**WHAT IS BEING ASKED:**
Please answer these from the passage on Mahler below:
1. Which two politicians does Mahler call "traitors"?
2. Who got Mahler out of jail while working as a lawyer?
3. How does the passage describe the asylum regime run by Schroder's government?

**SOURCE:**
###

There are simply too many of them over here...and they are becoming more
extreme and fundamentalist with every generation," he is quoted as saying.
At the same time he describes Foreign Minister Joschka Fischer and the
present Chancellor Gerhard Schroder as 'traitors'. Ironies spring up
everywhere. Imre Karacs focuses on the fact that it was Schroder as lawyer
who got Mahler out of jail after 10 and ensured that Mahler too could
practice again as a lawyer, and also that his government runs one of the
harshest asylum regimes in Western Europe. More to the point however is
that this government Mahler is confident enough to be rancorous about, is
the one that has failed to keep its promise of separating citizenship from
ethnic origins. If Fischer is a traitor it is to those who voted for his
Green Party and this promise. It is a failure which can only have given
confidence to the NPD. And most of all, irony-wise, there is Mahler talking
of Turks becoming more extreme and fundamentalist. Nothing to laugh about
either. If his allegation is even partially true it must be satisfying to
him and his politics since extremist fundamentalists need each other even
when they are hate figures for each other.

###

**DATASET:**
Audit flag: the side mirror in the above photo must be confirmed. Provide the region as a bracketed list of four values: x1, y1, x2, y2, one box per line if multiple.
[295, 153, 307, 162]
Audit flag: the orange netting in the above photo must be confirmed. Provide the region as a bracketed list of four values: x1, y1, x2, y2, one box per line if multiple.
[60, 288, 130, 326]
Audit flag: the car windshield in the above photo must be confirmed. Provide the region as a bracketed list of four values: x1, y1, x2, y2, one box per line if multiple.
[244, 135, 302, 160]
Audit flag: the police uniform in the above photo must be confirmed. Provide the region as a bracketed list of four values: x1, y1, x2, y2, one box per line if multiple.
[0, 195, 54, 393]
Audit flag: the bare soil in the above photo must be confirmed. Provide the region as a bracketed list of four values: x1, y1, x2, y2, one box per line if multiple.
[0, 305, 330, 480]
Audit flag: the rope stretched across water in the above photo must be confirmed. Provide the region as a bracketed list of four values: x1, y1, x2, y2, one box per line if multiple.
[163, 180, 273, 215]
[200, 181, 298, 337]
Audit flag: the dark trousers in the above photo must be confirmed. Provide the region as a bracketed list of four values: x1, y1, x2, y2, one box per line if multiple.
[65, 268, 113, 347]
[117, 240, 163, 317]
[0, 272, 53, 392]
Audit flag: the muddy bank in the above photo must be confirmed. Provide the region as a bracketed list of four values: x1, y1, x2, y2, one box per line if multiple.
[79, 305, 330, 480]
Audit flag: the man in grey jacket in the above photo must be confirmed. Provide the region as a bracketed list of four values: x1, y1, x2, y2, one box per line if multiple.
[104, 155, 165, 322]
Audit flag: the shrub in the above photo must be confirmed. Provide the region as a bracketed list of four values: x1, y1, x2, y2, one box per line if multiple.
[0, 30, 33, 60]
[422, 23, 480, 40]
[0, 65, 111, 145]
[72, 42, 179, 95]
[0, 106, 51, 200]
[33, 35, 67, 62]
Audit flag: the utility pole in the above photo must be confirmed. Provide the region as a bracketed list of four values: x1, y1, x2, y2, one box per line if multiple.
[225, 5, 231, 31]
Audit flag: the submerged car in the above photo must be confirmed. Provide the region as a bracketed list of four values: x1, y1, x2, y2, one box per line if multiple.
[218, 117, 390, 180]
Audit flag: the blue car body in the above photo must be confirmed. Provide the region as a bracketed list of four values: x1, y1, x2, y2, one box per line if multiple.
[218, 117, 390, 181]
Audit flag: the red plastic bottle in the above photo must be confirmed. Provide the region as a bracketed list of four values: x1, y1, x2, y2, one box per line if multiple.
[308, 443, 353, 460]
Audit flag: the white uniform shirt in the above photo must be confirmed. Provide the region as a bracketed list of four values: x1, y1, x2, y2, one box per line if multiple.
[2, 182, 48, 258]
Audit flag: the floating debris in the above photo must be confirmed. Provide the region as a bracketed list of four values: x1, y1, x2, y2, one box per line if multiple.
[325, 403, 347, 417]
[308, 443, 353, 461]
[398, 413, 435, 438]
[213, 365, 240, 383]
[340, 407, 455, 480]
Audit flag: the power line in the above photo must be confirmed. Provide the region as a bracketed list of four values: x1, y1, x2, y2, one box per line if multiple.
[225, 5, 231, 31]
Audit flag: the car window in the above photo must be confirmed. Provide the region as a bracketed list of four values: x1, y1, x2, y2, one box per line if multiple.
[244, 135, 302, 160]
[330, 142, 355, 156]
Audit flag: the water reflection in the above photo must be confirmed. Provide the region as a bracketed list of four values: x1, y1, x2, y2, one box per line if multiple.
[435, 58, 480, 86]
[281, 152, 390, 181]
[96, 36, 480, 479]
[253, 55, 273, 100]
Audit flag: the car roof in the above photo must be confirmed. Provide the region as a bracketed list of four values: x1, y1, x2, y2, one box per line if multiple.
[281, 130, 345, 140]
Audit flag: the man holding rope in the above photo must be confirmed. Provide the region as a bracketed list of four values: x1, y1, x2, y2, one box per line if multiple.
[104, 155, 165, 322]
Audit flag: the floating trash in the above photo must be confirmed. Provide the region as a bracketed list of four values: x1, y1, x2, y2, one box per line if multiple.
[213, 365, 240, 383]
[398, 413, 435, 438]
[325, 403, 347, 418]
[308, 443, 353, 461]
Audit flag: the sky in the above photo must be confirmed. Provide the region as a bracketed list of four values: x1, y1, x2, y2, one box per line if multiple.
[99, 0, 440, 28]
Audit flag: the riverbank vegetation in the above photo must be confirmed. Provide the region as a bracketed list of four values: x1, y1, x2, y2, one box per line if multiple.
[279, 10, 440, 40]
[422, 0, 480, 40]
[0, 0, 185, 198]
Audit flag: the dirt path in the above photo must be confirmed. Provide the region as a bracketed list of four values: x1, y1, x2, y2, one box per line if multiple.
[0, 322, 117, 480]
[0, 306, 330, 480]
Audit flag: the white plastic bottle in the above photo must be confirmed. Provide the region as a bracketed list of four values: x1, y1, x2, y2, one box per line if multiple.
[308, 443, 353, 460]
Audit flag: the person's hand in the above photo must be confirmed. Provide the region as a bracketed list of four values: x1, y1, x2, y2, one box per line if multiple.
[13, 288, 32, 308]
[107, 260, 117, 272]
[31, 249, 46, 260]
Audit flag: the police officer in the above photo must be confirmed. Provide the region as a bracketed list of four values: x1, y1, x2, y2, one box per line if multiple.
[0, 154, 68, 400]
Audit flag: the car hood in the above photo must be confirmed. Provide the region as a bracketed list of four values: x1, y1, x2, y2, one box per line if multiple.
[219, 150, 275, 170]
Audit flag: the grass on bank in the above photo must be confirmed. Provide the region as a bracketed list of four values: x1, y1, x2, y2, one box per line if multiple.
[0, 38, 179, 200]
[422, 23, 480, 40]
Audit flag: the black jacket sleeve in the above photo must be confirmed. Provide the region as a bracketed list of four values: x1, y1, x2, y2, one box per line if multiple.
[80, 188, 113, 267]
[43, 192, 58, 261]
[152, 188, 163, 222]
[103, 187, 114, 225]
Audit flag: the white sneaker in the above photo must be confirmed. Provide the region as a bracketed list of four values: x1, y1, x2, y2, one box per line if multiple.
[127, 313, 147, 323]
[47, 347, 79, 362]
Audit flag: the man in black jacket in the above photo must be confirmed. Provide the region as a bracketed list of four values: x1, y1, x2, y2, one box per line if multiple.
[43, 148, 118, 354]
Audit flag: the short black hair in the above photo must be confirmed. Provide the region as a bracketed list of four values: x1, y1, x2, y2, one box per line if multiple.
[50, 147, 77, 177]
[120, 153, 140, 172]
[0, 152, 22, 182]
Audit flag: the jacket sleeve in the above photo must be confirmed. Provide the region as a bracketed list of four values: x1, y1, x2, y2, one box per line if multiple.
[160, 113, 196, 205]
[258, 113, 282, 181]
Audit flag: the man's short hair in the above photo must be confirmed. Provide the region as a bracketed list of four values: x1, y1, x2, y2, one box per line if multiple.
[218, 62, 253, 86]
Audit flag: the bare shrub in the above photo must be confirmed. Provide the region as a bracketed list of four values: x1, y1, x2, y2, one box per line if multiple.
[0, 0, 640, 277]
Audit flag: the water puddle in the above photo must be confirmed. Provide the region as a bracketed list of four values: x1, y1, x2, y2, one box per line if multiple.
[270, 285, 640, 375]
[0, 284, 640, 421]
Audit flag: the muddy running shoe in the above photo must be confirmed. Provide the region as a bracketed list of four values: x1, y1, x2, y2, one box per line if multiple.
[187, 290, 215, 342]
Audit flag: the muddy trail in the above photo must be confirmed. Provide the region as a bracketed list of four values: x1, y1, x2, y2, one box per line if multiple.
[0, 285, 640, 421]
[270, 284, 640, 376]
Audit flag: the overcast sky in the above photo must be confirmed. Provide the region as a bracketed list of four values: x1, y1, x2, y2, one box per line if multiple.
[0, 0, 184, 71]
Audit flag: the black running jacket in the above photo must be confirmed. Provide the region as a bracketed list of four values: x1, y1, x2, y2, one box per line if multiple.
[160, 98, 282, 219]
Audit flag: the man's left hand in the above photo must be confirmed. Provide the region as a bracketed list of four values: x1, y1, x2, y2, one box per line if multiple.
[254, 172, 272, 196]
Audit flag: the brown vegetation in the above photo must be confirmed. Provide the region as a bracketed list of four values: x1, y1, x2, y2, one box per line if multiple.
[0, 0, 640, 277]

###

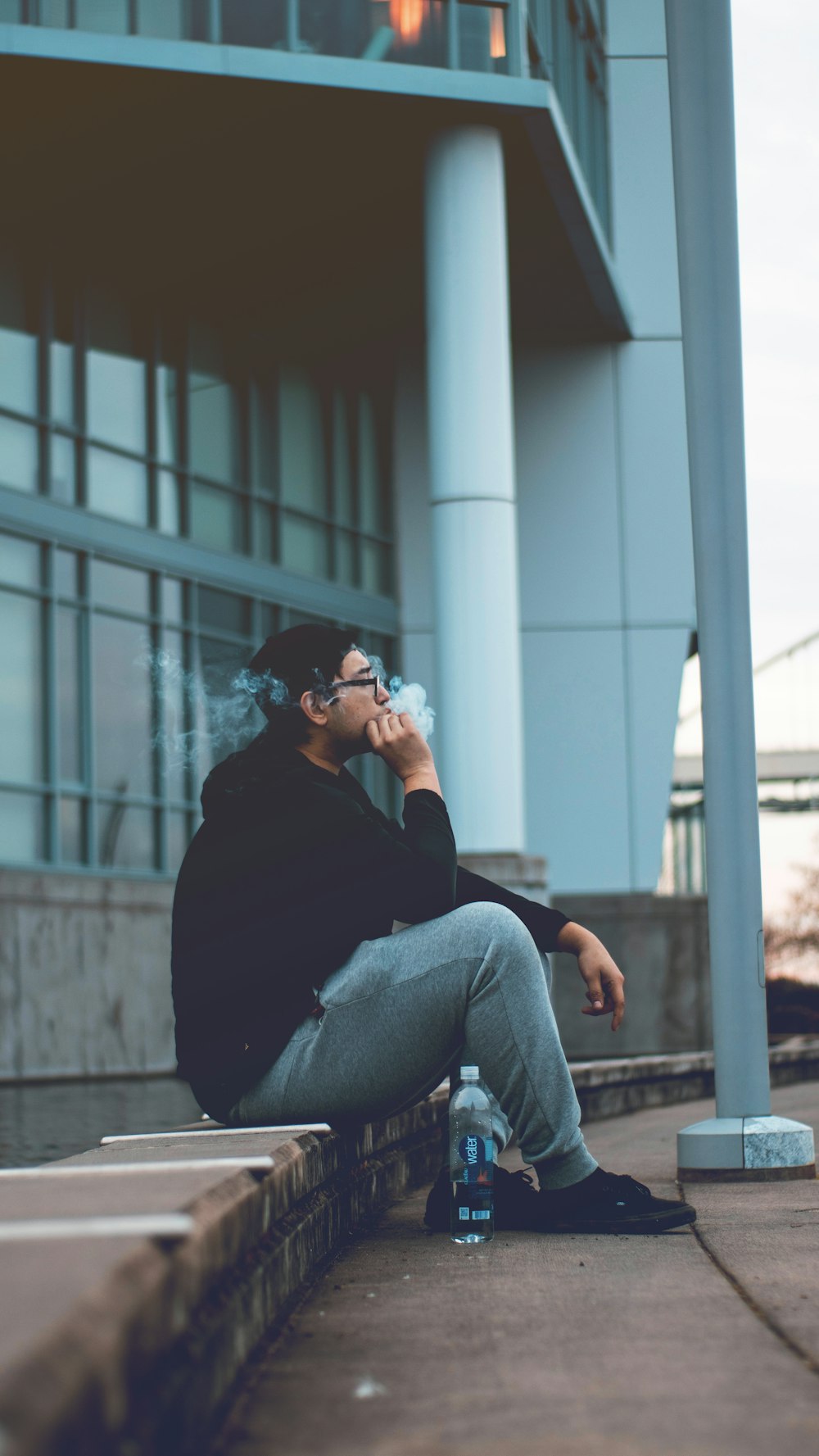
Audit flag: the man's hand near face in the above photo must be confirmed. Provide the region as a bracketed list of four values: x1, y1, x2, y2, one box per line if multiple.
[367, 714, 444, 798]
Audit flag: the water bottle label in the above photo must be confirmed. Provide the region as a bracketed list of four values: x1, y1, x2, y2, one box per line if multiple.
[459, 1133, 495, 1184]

###

**TASK RESPONSE:**
1. Foreign Minister Joschka Fischer and Chancellor Gerhard Schroder.
2. Gerhard Schroder.
3. As one of the harshest asylum regimes in Western Europe.